(OBJECTIVE): Rewrite every line of the records below, requests included, scaling each bounding-box coordinate in the answers by 1.6 and rounding to whole numbers with halves going up. Omit the pictures.

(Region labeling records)
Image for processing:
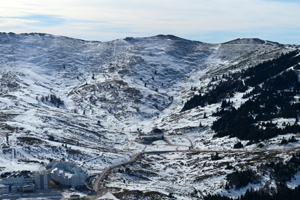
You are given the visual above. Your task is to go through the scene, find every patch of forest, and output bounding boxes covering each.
[181,51,300,112]
[212,70,300,142]
[204,152,300,200]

(TASK RESPONSE):
Image for processing:
You are given the visual above. Your task is to go through the scene, find every patch of forest, and output bounding boxes covering each.
[290,82,480,179]
[339,112,480,227]
[326,243,480,320]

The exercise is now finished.